COSA SI RICHIEDE:
Prosegua il brano sulla storia del diritto riportato più sotto, riprendendo subito dopo la sua ultima frase.

BRANO DI PARTENZA:
La storia del diritto muta nei diversi contesti culturali e sociali e, nella storia occidentale, si "intreccia" con l'evoluzione del pensiero filosofico, nel quale, tra le concezioni più antiche, vi è la teoria del diritto naturale, o giusnaturalismo, che, nell'era antica, era stata condivisa da Cicerone - nel De legibus -, e da Ulpiano, mentre, nel medioevo, era stata proposta da Agostino d'Ippona e Tommaso d'Aquino, fino ad arrivare alle teorizzazioni della prima età moderna, rappresentate dalle teorie di Ugo Grozio, il quale fonda il diritto naturale sul razionale carattere dell'uomo, considerato l'immutabile fondamento del diritto internazionale; il giusnaturalismo, generalmente, postula l'esistenza di alcuni princìpi eterni, immutabili, iscritti nella natura umana, fondanti il diritto naturale, contrapposto al diritto positivo (identificato con il diritto effettivamente vigente), che dovrebbe tradurre quei princìpi: il metodo adottato dal legislatore sarebbe dunque un metodo deduttivo, che, dai princìpi universali - identificati diversamente nelle varie teorie -, ricaverebbe le norme particolari[9].
Nel Medioevo, precisamente, le Chiese e i vari indirizzi religiosi, generalmente assertori del diritto naturale, tendono ad identificarlo con i princìpi dettati dai testi sacri (la Bibbia, o il Corano, esemplificativamente), mentre gli studiosi laici, come è soprattutto nell'età moderna, identificano tali principi con alcune istanze diverse (di giustizia, equità, oppure coincidenti con le nozioni del popolo o dello Stato)[10].
Nell'età moderna, anche se le idee del giusnaturalismo, nella seconda metà del diciassettesimo secolo, sono state sviluppate ulteriormente nel pensiero del "contrattualismo sociale" di Locke, l'origine del diritto, anche con lo sviluppo della teoria generale del diritto, è stata individuata in alcuni aspetti diversi della natura umana, tra i quali si indicano la morale (Leibniz, Thomasius, Kant) e la forza (Hegel, Savigny), mentre, rispetto alla storia del pensiero e delle diverse concezioni sociali e giuridiche, si assiste all'affermazione del giuspositivismo, soprattutto in Inghilterra, dal diciottesimo secolo al ventesimo secolo, con le teorie di Hobbes, Austin e Hart, arrivando, poi, all'importante teorizzazione giuspositivistica proposta da Kelsen[11].

ESTRATTI DEI DATI:
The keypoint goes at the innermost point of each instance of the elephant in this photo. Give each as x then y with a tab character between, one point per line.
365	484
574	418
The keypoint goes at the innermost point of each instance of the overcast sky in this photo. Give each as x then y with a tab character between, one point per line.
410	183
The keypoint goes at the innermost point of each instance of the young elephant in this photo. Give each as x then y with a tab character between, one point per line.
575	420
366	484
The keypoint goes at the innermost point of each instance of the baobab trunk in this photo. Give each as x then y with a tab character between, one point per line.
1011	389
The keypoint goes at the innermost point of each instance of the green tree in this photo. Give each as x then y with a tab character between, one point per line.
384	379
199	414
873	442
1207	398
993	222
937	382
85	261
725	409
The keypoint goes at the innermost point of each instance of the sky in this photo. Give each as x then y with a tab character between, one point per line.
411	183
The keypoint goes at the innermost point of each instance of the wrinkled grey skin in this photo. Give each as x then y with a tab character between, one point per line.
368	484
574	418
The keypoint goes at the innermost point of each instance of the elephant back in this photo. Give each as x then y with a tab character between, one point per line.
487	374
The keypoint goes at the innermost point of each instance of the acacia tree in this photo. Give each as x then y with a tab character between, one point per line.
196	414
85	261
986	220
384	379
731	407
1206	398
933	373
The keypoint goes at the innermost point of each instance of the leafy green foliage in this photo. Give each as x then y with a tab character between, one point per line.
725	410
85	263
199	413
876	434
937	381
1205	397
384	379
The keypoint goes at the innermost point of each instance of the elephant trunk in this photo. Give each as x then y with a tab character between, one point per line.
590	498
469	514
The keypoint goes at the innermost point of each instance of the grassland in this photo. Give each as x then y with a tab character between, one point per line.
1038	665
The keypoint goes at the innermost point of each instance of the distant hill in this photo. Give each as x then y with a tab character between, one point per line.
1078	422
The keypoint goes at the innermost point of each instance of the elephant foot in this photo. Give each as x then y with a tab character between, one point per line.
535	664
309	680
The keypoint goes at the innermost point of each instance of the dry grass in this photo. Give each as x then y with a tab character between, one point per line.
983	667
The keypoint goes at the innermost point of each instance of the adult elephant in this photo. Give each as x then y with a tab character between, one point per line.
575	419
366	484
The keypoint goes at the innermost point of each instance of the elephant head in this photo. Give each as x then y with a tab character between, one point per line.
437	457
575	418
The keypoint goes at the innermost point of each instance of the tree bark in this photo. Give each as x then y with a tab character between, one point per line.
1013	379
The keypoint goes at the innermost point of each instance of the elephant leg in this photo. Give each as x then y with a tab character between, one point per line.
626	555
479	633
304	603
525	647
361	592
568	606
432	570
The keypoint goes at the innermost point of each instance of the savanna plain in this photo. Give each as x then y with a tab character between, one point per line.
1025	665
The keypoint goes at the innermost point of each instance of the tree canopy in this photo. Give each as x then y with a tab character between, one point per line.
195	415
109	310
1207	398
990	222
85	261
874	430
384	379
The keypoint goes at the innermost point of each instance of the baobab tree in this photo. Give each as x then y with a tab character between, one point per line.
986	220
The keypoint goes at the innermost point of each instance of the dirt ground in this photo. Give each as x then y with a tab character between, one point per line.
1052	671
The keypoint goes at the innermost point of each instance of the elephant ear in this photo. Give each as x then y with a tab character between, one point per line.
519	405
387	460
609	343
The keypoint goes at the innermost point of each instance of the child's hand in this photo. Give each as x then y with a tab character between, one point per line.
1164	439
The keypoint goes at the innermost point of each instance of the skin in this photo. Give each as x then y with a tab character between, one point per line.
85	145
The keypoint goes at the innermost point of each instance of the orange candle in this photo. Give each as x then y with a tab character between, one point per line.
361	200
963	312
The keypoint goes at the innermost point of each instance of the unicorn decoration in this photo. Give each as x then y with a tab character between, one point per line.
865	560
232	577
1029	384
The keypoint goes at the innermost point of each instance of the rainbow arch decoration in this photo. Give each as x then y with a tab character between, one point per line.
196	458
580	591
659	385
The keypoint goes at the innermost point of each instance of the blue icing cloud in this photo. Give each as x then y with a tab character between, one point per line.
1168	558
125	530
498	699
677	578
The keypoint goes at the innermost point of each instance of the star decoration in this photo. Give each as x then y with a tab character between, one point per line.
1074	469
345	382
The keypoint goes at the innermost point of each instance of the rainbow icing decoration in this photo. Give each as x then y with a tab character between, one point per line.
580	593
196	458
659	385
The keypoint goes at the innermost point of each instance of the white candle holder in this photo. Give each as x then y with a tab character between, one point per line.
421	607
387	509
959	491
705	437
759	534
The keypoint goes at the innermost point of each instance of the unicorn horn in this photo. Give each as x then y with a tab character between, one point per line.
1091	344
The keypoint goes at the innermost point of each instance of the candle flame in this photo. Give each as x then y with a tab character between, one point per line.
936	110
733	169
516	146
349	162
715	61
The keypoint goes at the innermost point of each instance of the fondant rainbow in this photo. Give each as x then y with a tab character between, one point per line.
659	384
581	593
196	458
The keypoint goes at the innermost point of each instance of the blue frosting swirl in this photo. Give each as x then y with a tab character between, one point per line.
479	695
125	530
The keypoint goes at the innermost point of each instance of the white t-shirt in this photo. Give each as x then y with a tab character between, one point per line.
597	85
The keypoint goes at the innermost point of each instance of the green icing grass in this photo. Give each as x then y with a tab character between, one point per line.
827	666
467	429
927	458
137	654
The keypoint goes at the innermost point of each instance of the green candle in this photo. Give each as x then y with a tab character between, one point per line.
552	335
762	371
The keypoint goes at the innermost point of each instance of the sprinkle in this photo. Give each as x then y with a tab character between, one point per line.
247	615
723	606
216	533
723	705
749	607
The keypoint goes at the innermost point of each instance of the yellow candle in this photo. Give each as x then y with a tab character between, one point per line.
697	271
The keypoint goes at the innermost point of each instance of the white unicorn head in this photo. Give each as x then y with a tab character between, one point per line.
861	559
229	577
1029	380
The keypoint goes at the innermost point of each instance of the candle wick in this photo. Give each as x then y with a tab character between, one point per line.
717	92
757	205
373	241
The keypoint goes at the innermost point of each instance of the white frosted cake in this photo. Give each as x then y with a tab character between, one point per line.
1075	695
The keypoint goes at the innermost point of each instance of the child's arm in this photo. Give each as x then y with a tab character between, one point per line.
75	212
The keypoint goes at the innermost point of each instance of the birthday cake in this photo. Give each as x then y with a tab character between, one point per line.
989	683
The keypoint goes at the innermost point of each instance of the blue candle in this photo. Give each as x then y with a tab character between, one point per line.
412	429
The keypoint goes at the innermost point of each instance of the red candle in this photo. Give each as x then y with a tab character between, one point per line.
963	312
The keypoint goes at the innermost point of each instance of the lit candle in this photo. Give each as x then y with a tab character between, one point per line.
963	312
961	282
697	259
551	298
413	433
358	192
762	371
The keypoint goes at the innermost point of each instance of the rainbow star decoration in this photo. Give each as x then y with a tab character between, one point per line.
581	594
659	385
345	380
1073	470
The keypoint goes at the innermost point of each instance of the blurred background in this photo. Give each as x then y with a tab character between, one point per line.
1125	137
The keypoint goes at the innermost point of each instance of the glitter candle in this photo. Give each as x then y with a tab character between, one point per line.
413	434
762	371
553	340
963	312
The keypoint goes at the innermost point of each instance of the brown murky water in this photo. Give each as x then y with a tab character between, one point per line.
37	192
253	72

RISPOSTA:
Verso la fine dell'XIX secolo, con le teorie positiviste, il positivismo giuridico o giuspositivismo rimane lungamente predominante, contrapponendosi al giusnaturalismo, e asserisce che il diritto è, solo ed esclusivamente, il diritto positivo, effettivamente posto - positum: secondo la gran parte degli studiosi giuspositivisti (specie in Italia), il diritto si identifica con la norma giuridica (giuspositivismo normativistico); il diritto dunque, come è nelle citate teorie di Austin e poi sarà nel pensiero di Von Kirchmann, non sarebbe altro che una serie di norme regolanti la vita dei consociati, per assicurarne la pacifica convivenza; il diritto (con i relativi princìpi), rispetto al giusnaturalismo, si sposterebbe, così, dal trascendente all'immanente, appartenendo all'ambito della cultura: il metodo adottato dai giuspositivisti sarebbe, perciò, induttivo e i princìpi del diritto sarebbero ricavati con un'astrazione dalle contingenti norme giuridiche[12].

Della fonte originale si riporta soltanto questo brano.